-- Passage follows --

Sunday, July 28, 2013

Day 5 - slept in Pamplona - July 2


Up by 8am, out of the alberge by 9am with Dee. We had a mere 3.5 kilometers to make it to Pamplona today so we took our glorious time. Back in the main square at the Cafe Paradiso, we ordered coffee and tea and yummy pastries. Our theory of only the men being out and about at this time held true. We headed out of town and into the suburbs of Pamplona. There were funky industrial buildings along The Way and we had to keep a watchful eye for the yellow arrows once we entered the city limits. After walking through the suburban parts of the city, we reached the bridge and the medieval part of town.



There is an ancient stone cross with a relief of St. James as a pilgrim atop the scallop shell on the magnificent medieval bridge that stands as a gateway to this historic city. Dee turned off to the left toward the alberge where Robin was staying and I headed into the gates of Pamplona to find a hotel. After roaming the streets for awhile looking for an "H" sign, I finally asked at a cafe and they pointed me in the right direction. It was only 11am when I checked in; I promptly took a long bath!

-- Passage concluded --
-- Entries supplied follows --

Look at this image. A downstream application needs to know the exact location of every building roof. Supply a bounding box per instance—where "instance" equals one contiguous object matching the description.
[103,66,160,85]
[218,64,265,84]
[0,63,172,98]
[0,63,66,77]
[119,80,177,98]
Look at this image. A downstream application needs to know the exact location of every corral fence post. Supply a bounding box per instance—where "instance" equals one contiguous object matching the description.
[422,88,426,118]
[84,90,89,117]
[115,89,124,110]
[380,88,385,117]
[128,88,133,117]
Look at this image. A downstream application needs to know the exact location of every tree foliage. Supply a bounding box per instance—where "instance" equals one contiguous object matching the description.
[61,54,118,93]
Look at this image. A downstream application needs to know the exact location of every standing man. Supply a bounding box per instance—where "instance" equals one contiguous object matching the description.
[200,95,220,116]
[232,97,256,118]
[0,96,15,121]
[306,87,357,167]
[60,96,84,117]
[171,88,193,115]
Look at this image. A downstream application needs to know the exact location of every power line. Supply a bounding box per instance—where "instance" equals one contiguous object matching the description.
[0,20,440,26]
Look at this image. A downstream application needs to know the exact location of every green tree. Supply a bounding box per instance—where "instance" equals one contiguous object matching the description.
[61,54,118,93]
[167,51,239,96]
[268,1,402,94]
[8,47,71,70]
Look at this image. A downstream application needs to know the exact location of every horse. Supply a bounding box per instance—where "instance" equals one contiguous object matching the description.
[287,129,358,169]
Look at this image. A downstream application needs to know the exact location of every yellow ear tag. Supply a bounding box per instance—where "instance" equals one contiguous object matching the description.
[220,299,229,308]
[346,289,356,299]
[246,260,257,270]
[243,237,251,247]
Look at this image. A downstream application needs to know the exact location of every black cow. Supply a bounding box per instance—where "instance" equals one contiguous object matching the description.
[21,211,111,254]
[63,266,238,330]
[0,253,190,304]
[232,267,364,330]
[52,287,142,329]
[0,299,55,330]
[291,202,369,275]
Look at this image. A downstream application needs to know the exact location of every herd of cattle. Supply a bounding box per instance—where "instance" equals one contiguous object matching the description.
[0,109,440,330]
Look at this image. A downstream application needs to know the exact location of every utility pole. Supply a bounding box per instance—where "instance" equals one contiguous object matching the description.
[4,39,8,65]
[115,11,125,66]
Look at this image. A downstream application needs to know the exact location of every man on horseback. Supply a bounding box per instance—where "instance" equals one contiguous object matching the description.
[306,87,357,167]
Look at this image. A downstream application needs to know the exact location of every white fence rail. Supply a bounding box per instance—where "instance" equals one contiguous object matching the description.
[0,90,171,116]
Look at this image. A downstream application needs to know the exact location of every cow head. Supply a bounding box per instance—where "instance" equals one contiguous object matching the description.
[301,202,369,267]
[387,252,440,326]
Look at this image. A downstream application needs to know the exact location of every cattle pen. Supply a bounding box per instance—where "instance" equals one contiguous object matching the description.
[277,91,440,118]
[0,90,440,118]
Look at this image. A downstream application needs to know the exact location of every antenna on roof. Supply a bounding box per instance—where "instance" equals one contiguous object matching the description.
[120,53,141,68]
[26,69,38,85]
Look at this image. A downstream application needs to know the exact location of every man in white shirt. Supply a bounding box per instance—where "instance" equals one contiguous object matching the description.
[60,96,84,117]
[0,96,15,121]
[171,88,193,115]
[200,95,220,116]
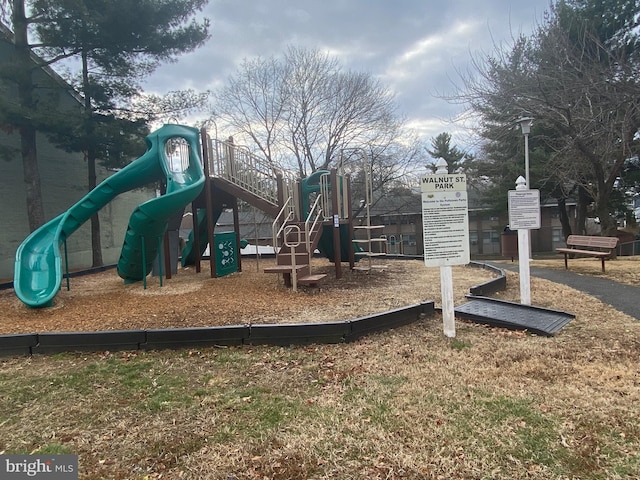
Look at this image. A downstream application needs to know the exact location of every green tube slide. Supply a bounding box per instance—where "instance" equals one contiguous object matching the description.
[180,207,222,267]
[13,125,205,307]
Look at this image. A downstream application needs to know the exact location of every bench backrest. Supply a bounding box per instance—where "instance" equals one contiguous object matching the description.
[567,235,618,249]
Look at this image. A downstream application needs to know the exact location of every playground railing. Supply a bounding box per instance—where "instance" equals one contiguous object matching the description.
[271,197,295,255]
[304,195,322,265]
[209,139,285,205]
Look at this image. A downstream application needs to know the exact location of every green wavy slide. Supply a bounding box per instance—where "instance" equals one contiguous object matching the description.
[13,125,205,307]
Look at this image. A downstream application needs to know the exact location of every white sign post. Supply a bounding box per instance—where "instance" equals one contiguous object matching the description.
[421,159,471,338]
[509,176,540,305]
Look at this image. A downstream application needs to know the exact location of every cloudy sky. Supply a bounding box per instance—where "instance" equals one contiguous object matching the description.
[145,0,549,148]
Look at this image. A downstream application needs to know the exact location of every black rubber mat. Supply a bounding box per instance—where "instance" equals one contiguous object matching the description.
[454,296,575,336]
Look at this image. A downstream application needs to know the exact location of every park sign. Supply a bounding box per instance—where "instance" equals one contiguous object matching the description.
[420,173,471,267]
[509,190,540,230]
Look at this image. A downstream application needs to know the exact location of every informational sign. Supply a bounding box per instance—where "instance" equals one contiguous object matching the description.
[420,173,471,267]
[509,190,540,230]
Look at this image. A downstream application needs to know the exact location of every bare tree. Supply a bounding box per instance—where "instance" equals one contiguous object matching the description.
[455,0,640,235]
[215,47,402,176]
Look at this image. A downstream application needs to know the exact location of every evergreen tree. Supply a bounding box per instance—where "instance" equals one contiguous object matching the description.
[0,0,209,266]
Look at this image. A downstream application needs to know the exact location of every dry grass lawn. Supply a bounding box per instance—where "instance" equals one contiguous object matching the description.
[0,258,640,480]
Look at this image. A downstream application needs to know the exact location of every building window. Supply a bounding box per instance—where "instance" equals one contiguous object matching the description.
[402,235,417,247]
[469,230,478,245]
[482,230,500,245]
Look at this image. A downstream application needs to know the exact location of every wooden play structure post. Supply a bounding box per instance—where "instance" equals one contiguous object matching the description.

-- Entries supplied concluded --

## Exercise tasks
1. Decide whether each statement below agrees with the travel entry about reaching Pamplona, answering yes or no and quoting the words of the entry that settle it. (a) The distance to Pamplona that day was 3.5 kilometers. (b) Dee went into the gates of Pamplona with the writer to look for a hotel. (c) The writer checked in at 11am.
2. Extend the travel entry about reaching Pamplona, picking up after its final sentence.

## Numbered responses
1.
(a) Yes: "We had a mere 3.5 kilometers to make it to Pamplona today"
(b) No: "Dee turned off to the left toward the alberge where Robin was staying and I headed into the gates of Pamplona to find a hotel."
(c) Yes: "It was only 11am when I checked in"

2.
The rest of the day was spent roaming around Pamplona, what an amazing city! You can tell it is a vibrant university city with the old town at it's center. The Camino goes straight through the old part of town, and coincidentally, is also one of the roads where the running of the bulls takes place. The Festival of San Fermin was set to start the following weekend and the city was already getting prepared. I thought about staying to watch it but realized it would be too long to stay in Pamplona. The saying here isn't that Ernest Hemingway made Pamplona famous, the Spaniards say it was Pamplona that made Ernest Hemingway famous. Cute.

I was happy to be an incognito pilgrim for the afternoon and I put on my flip flops and the only skirt I brought and headed to the main square. The conceirge at my gorgeous hotel told me there was an eco-laundry mat in the square so I packed up my dirty clothes and went to find it. It was great, I put everything in and waited for the machines to run their course while I sat out front and had yummy red sangrias with Dee.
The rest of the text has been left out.